» EXERCISE INPUTS:
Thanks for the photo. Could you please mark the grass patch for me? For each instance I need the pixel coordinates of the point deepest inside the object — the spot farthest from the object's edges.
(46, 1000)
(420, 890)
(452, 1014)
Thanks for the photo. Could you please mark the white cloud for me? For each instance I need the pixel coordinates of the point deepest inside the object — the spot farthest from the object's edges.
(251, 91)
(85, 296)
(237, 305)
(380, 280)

==

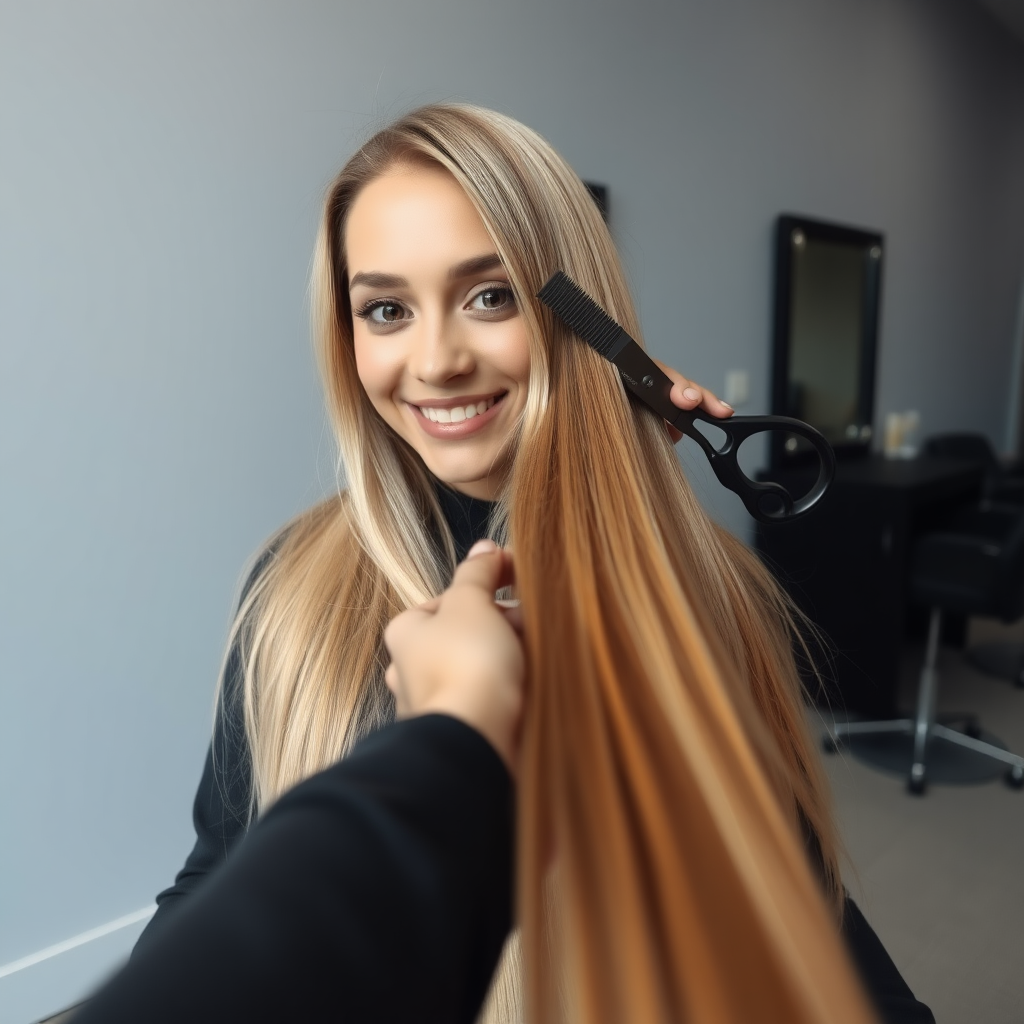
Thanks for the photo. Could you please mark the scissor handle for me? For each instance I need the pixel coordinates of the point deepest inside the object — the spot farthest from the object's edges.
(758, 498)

--

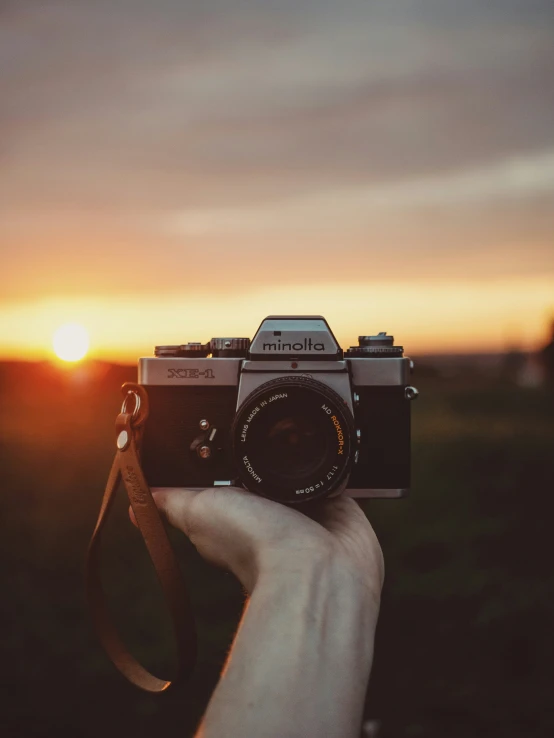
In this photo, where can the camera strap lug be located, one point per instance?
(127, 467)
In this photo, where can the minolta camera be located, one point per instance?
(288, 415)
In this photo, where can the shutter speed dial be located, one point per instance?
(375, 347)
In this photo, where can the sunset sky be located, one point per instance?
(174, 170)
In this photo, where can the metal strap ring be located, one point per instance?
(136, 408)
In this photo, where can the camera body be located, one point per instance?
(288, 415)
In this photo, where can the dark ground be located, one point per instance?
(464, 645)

» WHAT IS BEING ASKED:
Recast everything above, from the line containing "Thanks for the photo. Could you please mark the grass" down to the line containing "(452, 1014)", as a numbered list with any blank lines dropped.

» SOLUTION TO THIS EXERCISE:
1. Thanks for the photo. Could you please mark the grass patch for me? For each instance I need the pixel coordinates of the point deepest inside the object — the spot farthest from the object's edges.
2. (46, 1000)
3. (420, 890)
4. (452, 1014)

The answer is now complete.